GIVEN PROBLEM ▸ Which lines in the entries below contain the word "mouth" with matching capitalization? Locate each one and copy it out.

━━ SUPPLIED RECORDS

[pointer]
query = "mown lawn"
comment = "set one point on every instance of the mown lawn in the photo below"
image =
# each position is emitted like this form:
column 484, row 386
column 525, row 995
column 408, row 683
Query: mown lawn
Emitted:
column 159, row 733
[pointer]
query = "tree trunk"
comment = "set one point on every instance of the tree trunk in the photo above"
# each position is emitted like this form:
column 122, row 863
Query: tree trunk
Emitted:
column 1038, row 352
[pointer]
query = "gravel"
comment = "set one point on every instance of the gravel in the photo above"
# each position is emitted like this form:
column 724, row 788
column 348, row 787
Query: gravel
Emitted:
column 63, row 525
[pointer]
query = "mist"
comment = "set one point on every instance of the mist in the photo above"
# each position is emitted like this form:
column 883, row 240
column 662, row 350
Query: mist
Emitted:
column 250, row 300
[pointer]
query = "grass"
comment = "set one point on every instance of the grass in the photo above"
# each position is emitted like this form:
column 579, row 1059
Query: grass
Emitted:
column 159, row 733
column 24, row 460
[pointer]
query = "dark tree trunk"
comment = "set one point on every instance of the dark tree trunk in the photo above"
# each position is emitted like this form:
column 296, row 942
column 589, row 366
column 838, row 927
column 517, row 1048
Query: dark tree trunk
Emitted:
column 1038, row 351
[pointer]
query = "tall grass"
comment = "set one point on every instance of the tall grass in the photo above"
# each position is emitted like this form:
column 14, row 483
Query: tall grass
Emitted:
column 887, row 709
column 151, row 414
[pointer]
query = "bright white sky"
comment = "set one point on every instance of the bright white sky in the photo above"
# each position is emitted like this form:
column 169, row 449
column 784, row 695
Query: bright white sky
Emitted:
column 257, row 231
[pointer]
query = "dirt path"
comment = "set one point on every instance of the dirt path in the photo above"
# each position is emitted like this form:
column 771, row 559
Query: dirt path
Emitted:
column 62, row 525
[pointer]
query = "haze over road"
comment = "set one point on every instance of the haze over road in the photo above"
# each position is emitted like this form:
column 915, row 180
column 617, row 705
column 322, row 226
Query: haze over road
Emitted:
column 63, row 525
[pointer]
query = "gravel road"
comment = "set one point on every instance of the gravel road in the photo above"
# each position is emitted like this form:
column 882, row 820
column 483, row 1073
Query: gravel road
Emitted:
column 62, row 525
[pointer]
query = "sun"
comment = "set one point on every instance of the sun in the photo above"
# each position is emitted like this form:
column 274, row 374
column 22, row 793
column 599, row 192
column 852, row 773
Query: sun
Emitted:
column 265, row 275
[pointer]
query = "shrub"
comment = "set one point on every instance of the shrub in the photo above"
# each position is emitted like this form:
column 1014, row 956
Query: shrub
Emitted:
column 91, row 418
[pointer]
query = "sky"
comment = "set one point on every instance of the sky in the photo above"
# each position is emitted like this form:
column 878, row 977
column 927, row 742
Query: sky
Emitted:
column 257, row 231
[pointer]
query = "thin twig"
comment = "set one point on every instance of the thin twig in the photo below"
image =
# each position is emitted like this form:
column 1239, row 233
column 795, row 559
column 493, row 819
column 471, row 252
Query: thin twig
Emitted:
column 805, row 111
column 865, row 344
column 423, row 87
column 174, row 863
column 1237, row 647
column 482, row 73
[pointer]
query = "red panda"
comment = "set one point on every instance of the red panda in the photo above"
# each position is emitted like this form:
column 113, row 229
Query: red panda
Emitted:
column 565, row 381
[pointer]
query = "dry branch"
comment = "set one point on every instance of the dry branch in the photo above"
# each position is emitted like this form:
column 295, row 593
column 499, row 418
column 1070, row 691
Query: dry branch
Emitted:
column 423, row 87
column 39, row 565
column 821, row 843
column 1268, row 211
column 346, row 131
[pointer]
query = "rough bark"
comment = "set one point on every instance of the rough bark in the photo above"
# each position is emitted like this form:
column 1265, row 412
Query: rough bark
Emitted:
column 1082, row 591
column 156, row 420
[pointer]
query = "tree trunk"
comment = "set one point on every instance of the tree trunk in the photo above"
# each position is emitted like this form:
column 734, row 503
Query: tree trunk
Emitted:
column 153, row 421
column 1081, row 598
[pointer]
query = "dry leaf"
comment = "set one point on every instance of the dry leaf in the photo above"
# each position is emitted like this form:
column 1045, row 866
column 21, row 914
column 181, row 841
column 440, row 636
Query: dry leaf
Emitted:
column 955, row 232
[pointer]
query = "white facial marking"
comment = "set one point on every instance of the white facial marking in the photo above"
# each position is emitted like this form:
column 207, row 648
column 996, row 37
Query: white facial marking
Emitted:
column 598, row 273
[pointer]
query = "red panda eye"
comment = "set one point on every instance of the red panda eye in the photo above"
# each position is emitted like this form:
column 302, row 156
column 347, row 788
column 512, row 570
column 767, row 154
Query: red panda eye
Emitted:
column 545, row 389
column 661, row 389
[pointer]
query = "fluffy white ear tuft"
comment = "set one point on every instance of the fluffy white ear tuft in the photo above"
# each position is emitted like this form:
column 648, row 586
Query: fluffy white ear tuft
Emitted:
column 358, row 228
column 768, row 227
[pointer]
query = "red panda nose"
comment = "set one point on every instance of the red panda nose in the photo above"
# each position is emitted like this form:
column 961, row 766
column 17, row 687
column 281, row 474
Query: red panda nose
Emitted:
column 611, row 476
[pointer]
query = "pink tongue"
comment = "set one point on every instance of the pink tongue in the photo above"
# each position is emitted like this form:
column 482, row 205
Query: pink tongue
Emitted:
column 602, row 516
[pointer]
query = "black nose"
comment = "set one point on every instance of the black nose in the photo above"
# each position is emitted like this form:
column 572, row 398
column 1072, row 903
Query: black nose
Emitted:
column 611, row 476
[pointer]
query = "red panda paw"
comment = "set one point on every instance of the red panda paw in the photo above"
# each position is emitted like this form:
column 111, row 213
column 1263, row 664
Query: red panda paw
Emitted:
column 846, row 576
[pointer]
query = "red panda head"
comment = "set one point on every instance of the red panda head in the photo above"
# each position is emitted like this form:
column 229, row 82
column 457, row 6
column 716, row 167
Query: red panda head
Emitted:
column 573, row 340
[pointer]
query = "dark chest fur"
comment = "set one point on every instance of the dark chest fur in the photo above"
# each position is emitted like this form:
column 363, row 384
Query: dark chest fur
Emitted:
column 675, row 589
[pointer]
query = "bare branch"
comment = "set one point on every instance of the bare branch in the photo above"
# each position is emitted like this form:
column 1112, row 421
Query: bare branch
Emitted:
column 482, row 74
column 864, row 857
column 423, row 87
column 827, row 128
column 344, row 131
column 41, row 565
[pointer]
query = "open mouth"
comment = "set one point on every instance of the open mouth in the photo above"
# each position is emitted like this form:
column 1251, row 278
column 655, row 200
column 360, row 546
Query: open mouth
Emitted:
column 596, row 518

━━━━

RESULT ▸
query = "open mouth"
comment = "set one point on every instance of the open mouth in the photo above"
Query: open mouth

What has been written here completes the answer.